TESTO DA LEGGERE ::
────────

Il rumore del cibo è quello del nostro nemico. O no? Naturalmente non si parla dello sciocco di un biscotto o di una mela addentata con furia, ma del chiasso che il cibo fa nella nostra vita, quando pensiamo a quello che abbiamo mangiato, a quello che mangeremo e soprattutto a quello che non dovremmo mangiare ma mangiamo. Un rumore naturale, sano, perfino gioioso, se non fosse perché il sistema che ci circonda ci spinge a vederlo come un problema, un demone. Il rumore del nostro nemico, appunto.
Un rumore da oltre 1,8 miliardi di visualizzazioni
La faccenda è seria. Al punto che qualche giorno fa il New York Times ha dedicato al tema un lungo commento, a firma Kate Manne, dal titolo “What if food noise is just… hunger?” (E se il rumore del cibo fosse solo… fame?). Un’analisi che fa proprio naturalmente il punto di vista americano sul tema, ma che può insegnare qualcosa anche a noi.
Nell’articolo si considera che il “food noise” è qualcosa di cui fino al 2022 si parlava appena, e che nell’anno appena trascorso è invece diventato virale sui social, con addirittura 1,8 miliardi di visualizzazioni totali per i video che spiegavano di cosa si trattasse. Video che in realtà raccontavano per lo più il rumore del cibo come un problema e non qualcosa di naturale. Ascoltare il rumore del cibo, e farsene avvolgere e conquistare sarebbe secondo lo storytelling social qualcosa di sbagliato. Ciò che però cozza contro il fatto che desiderare il cibo, pensarci spesso, godere del pensiero di quando arriverà, è qualcosa di normale e perfino naturale.
Consumatori di farmaci che spengono l'appetito
Naturalmente la questione negli States è molto più fatidica che da noi. Là infatti è in continuo aumento il consumo di farmaci come Ozempic (ne abbiamo parlato qui) e Wegovy che inducono la perdita di peso, che sono l’extrema ratio di chi affida all’ortoressia, al controllo del proprio girovita e della propria performance sulla bilancia la propria autostima e addirittura la propria identità. Esattamente le stesse persone che, prima di provare la strada farmacologica, hanno subito lo stigma della colpa per aver ascoltato il rumore del cibo.
Un problema soprattutto femminile
Secondo Manne i danni di chi vuol mettere il silenziatore al rumore del cibo sono profondi, e hanno a che fare con lo snaturare i propri istinti, con il rinunciare a una forma di indulgenza verso sé stessi, con l’abdicare a un pezzo importante del nostro essere umani, che passa attraverso la relazione con i nostri bisogni elementari, attraverso il dialogo, la socializzazione.

────────

PROBLEMA DA RISOLVERE ::
Nell'articolo sul rumore del cibo, quante visualizzazioni totali hanno raggiunto i video che spiegavano il "food noise"? Rispondi con una frase, per favore.

────────

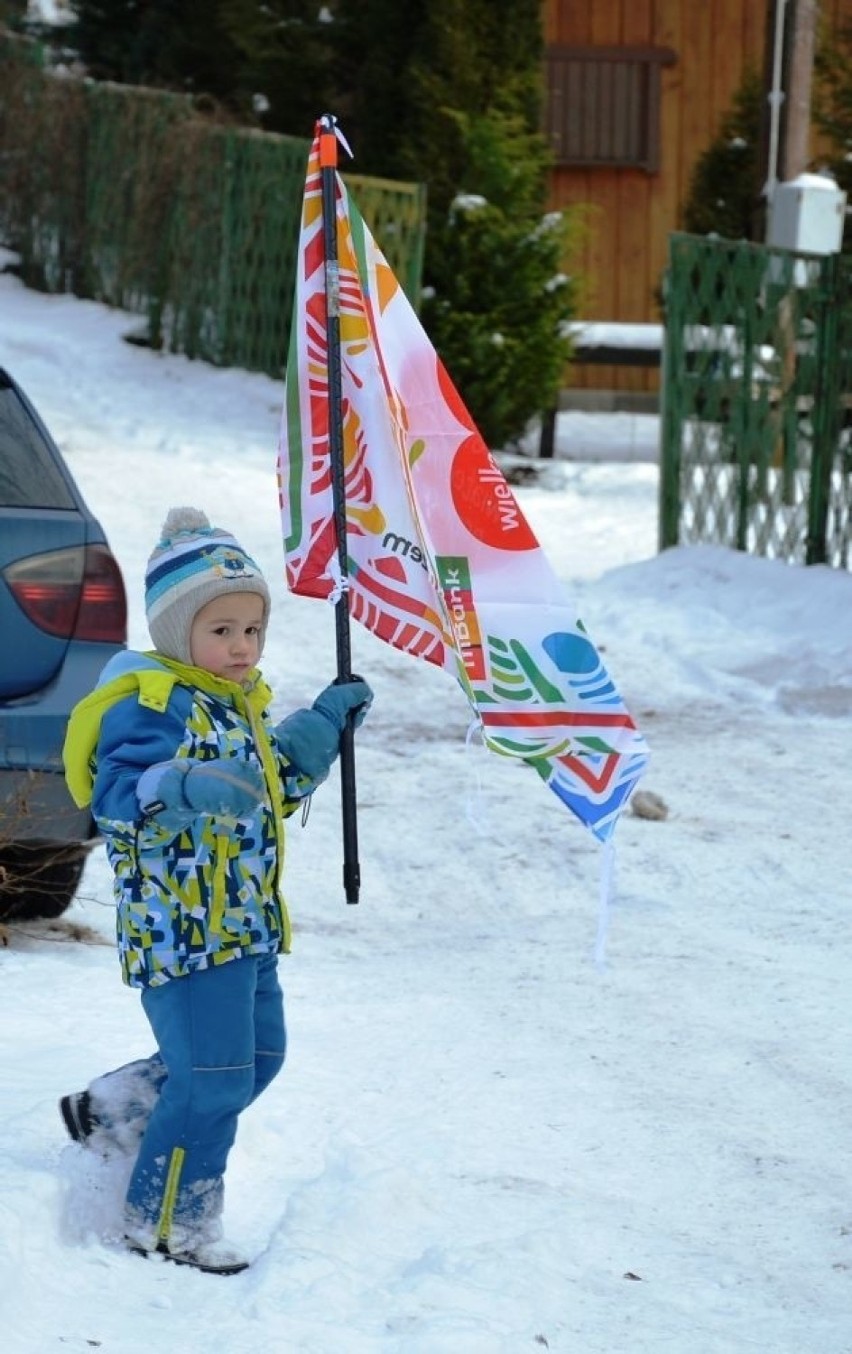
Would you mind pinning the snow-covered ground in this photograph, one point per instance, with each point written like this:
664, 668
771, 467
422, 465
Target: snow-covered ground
482, 1143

────────

RISPOSTA SCRITTA ::
I video hanno raggiunto in totale 1,8 miliardi di visualizzazioni.